*Passage du texte*
--------------------------------------------------

Comme si, au-delà de toutes les grammaires, syntaxes, au-delà de tous les réservoirs lexicaux existait pour Proust, une langue, profonde, unique, à découvrir, seul.
Deux livres de Ruskin sur lesquels figure la mention Traduction, préface et notes de Marcel Proust sont donc successivement publiés par le Mercure de France. La bible d’Amiens en 1904 et Sésame et les lys en 1906, dont Sur la lecture constitue la préface.
Sésame et les lys est formé de deux conférences prononcées par Ruskin, l’une (Sésame, Des trésors des rois) sur les vertus des livres et de la lecture, l’autre (Les lys, Des jardins des reines) sur le rôle social des femmes.
Préface et annotations sont généreuses. J’imagine Proust se jetant sur le texte avec l’acharnement de celui qui n’a pas réussi, encore, à se couper pour écrire, du grand esprit qu’il admire. Dans Sésame et les lys, tout est bon à ronger, creuser, ouvrir, comparer, engloutir, digérer. À commencer par l’épigraphe : Vous aurez chacun un gâteau de sésame et dix livres. Elle est signée de Lucien de Samosate, auteur satyrique et prolixe du IIe siècle après J.-C.
Je cite une partie de la note qu’en tire Proust. Cette épigraphe projette comme un rayonnement supplémentaire qui ne vient toucher que la dernière phrase de la conférence mais illumine rétrospectivement tout ce qui a précédé. Cette citation pose nettement dès le début les trois sens du mot Sésame, la lecture qui ouvre les portes de la sagesse, le mot magique d’Ali Baba et la graine enchantée. Dès le début, Ruskin expose ainsi ses trois thèmes et à la fin de sa conférence, il les mêlera inextricablement dans la dernière phrase où sera rappelée dans l’accord final la tonalité du début (sésame graine), phrase qui empruntera à ces trois thèmes une richesse et une plénitude extraordinaire.

--------------------------------------------------

*Liste*
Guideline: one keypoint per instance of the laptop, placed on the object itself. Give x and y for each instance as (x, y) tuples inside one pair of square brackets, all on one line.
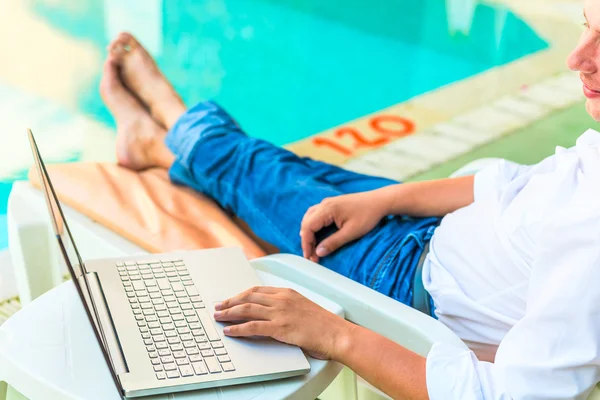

--------------------------------------------------

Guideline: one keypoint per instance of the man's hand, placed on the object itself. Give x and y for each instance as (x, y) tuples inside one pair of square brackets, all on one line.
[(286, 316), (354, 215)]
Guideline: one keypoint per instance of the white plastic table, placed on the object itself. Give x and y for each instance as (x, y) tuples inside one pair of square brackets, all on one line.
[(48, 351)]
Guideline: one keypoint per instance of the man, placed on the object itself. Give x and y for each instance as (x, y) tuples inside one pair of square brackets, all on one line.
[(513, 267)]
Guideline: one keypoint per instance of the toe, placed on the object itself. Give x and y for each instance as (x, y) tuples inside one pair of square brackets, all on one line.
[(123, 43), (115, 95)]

--------------------------------------------------

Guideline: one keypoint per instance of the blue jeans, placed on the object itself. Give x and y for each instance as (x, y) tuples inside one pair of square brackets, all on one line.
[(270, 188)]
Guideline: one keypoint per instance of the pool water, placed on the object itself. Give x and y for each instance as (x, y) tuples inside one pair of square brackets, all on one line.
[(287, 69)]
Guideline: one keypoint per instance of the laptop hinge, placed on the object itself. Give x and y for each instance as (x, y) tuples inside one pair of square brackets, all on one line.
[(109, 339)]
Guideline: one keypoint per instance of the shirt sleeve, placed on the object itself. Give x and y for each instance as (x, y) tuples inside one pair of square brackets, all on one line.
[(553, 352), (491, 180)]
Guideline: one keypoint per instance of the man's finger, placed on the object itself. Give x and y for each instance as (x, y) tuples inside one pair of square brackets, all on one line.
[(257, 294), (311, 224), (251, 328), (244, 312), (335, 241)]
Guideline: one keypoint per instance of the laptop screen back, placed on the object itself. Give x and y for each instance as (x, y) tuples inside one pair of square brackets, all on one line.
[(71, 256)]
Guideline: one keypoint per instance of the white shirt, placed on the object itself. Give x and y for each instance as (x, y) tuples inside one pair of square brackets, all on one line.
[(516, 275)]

--------------------------------------------------

*À faire*
A - D'après le passage sur Proust traducteur de Ruskin, en quelle année le Mercure de France a-t-il publié Sésame et les lys ?
B - Résumez en deux phrases le passage sur Proust traducteur de Ruskin.
C - Reprenez le passage sur Proust traducteur de Ruskin à la suite de sa dernière phrase.
Les enregistrements forment un matériau à part, indépendant du texte.

*Réponses*
A - En 1906.

B - Le Mercure de France a publié deux livres de Ruskin traduits, préfacés et annotés par Marcel Proust : La bible d'Amiens en 1904 et Sésame et les lys en 1906. Ce dernier réunit deux conférences, sur la lecture et sur le rôle social des femmes, et Proust y consacre une note à l'épigraphe de Lucien de Samosate, qui pose d'emblée les trois sens du mot Sésame que Ruskin mêle dans la dernière phrase de sa conférence.

C -
À la fin de sa conférence en effet, Ruskin défend un projet d’édification de bibliothèques royales ouvertes au public. Il termine par ses mots : Voyez si vous ne pourriez pas dans le même but encore faire voter des lois sur les grains, qui nous donneraient un pain meilleur ; pain fait avec cette vieille graine arabe magique, le Sésame, qui ouvre les portes ; — les portes non des trésors des voleurs, mais des trésors des Rois. Proust poursuit son explication du cheminement de Ruskin : C’est son procédé. Il passe d’une idée à l’autre sans aucun ordre apparent. Mais en réalité, la fantaisie qui le mène suit ses affinités profondes qui lui imposent malgré lui une logique supérieure.
Avec les travaux sur Ruskin, avec Sur la lecture, A la Recherche du temps perdu a commencé. Les matériaux foutraques de Jean Santeuil ont trouvé, à l’insu de leur auteur, leur principe d’ordonnancement, un art du cycle. Poser des trésors, un peu bruts, presque hermétiques, au début et les retrouver à la fin, brillant d’une lumière neuve. Ce que décrit Proust chez Ruskin est déjà à l’œuvre en lui-même et c’est d’ailleurs sûrement pour cela qu’il en parle si bien. Se souvenant peut-être de son difficile combat avec la langue anglaise, Proust dans Le temps retrouvé, écrit Ce que nous n’avons pas eu à déchiffrer, à éclaircir par notre effort personnel, ce qui était clair avant nous, n’est pas à nous.
Dans Sur la lecture, il est déjà question de la chambre de Marcel enfant sur laquelle s’ouvre Du côté de chez Swann. Pour moi, je ne me sens vivre et penser que dans une chambre où tout est la création et le langage de vies profondément différentes de la mienne, d’un goût opposé au mien où je ne retrouve rien de ma pensée consciente, où mon imagination s’exalte en se sentant plongée au sein du non-moi.
La chambre, la lecture et Actes Sud, lieux d’initiation à l’altérité.
L’oeuvre de Marcel Proust (1871-1922) est essentiellement constituée des sept volumes d’A la recherche du temps perdu dont la première publication par Grasset puis Gallimard, en partie posthume, s’étendit de 1913 à 1927. Le texte inachevé de Jean Santeuil fit l’objet d’une publication par Gallimard en 1952.
Les conditions d’élaboration, l’ampleur et la densité de l’oeuvre de Proust sont à l’origine d’une recherche et d’une bibliographie proportionnelles. Dans l’immensité, citons Proust, mémoire de la littérature (Antoine Compagnon, cours au Collège de France, 2006-07), le grinçant et réjouissant Proust de Samuel Beckett (Minuit, 1990) et Proust est une fiction (François Bon, Seuil, 2013), déambulation dans Proust (donc) dans la langue et la littérature.